Without the pictures, output the records below word for word.

[Entries from a pointing dataset]
* * * *

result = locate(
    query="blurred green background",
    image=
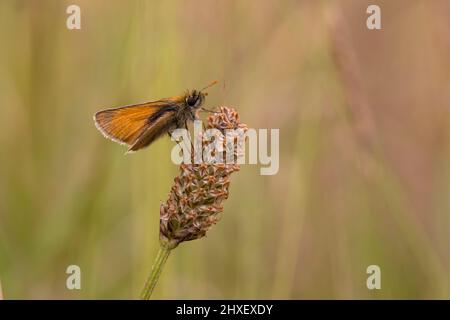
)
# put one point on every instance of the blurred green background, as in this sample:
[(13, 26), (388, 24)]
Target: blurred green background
[(364, 123)]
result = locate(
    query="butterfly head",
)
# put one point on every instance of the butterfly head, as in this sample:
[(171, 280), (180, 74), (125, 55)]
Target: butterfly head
[(195, 98)]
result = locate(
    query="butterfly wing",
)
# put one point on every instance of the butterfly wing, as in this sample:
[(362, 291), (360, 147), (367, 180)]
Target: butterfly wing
[(126, 125), (164, 123)]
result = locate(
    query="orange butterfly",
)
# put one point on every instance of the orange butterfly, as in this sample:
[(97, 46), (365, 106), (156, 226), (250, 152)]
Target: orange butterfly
[(137, 126)]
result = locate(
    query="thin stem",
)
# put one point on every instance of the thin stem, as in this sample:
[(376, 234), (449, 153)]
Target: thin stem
[(161, 258)]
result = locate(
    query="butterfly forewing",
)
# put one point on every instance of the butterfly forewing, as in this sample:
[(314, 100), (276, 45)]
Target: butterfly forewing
[(126, 124)]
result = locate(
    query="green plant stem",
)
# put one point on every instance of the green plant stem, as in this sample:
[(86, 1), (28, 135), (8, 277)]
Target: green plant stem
[(161, 258)]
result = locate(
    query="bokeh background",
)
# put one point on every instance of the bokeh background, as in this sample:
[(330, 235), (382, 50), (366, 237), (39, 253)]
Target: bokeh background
[(364, 123)]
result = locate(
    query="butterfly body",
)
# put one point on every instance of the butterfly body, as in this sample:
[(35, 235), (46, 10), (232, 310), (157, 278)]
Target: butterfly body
[(139, 125)]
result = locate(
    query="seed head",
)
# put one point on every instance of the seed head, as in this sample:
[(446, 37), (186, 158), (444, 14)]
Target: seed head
[(196, 198)]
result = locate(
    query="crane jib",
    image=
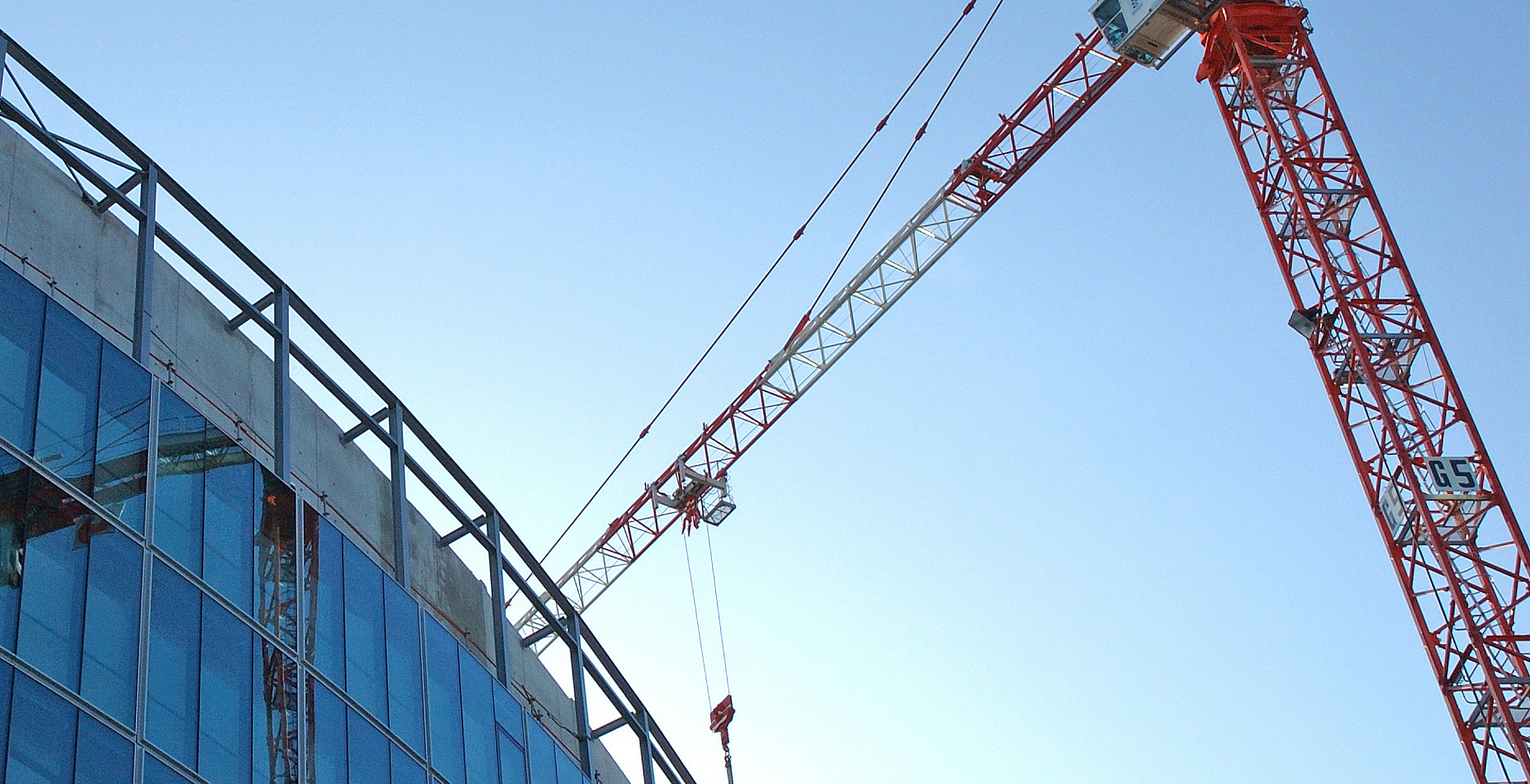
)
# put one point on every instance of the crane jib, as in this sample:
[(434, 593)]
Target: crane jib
[(820, 341)]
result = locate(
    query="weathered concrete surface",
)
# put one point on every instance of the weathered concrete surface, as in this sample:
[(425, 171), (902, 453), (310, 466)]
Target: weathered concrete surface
[(88, 263)]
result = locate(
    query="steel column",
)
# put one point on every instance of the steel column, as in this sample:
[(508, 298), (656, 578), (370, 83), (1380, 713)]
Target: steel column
[(580, 697), (496, 590), (1460, 558), (144, 288), (645, 746), (816, 344), (282, 379)]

* * * *

[RESPONSE TO THIS TASK]
result = locate(
    query="blurred green background",
    image=
)
# put one point on every instance of the blurred green background, as in this sample:
[(13, 26), (388, 24)]
Target: blurred green background
[(364, 123)]
result = locate(
    query="butterfly head",
)
# put one point on every instance of the butterfly head, as in this sample:
[(171, 280), (180, 74), (125, 55)]
Target: butterfly head
[(195, 98)]
result = locate(
    query="butterfly wing",
)
# put one point on every instance of the butterfly wing, as in this sample:
[(362, 291), (360, 147), (367, 180)]
Target: butterfly wing
[(126, 125), (164, 123)]
result = locate(
    query="orange butterfly",
)
# put one point on every instance of the orange butterfly, as in this sample:
[(97, 46), (365, 106), (156, 226), (250, 152)]
Target: orange butterfly
[(137, 126)]
result = locate(
    query="thin stem",
)
# put one point on every instance of the thin stem, as in this sample:
[(376, 234), (449, 153)]
Target: thin stem
[(161, 258)]
result = locate(
    query="butterfly forewing",
)
# put one point on every instance of the butterfly forewing, as in this sample:
[(314, 100), (276, 45)]
Target: butterfly forewing
[(126, 124)]
result = locate(
    query="green plant stem",
)
# put one point on every instance of the green plant stem, as in this sample:
[(86, 1), (28, 135), (8, 277)]
Target: green plant stem
[(161, 258)]
result = locate(
    query="bokeh background",
)
# put one point on every instance of the bokeh background, as in this sample:
[(330, 235), (382, 50), (366, 237), (39, 253)]
Target: bokeh background
[(364, 123)]
result = locate(
    query="butterfly body",
)
# put one point on every instance of the butterfly body, as in this sample:
[(35, 235), (46, 10), (232, 310), (157, 278)]
Target: butterfly body
[(139, 125)]
result = locate(
    query="seed head",
)
# put one point on every instance of the seed head, as in this sample:
[(446, 37), (186, 158), (444, 14)]
Target: seed head
[(196, 198)]
result = locate(
    query="crane jib",
    image=
)
# put one point on every instance of the crane jib, as in this sample:
[(434, 593)]
Target: crane jib
[(820, 341)]
result = locate(
    query="weathered concrete surface",
)
# put one point on every instance of the weathered concrete surface, as in this sample:
[(425, 171), (902, 453), (310, 466)]
Target: weathered concrete surface
[(88, 263)]
result = locate(
    query="steel column",
)
# put one point on every instance of the steel column, as in this sample:
[(508, 298), (656, 578), (370, 83), (1380, 713)]
Target: steel column
[(580, 697), (496, 590), (1460, 558), (144, 288), (645, 746), (816, 344), (282, 379)]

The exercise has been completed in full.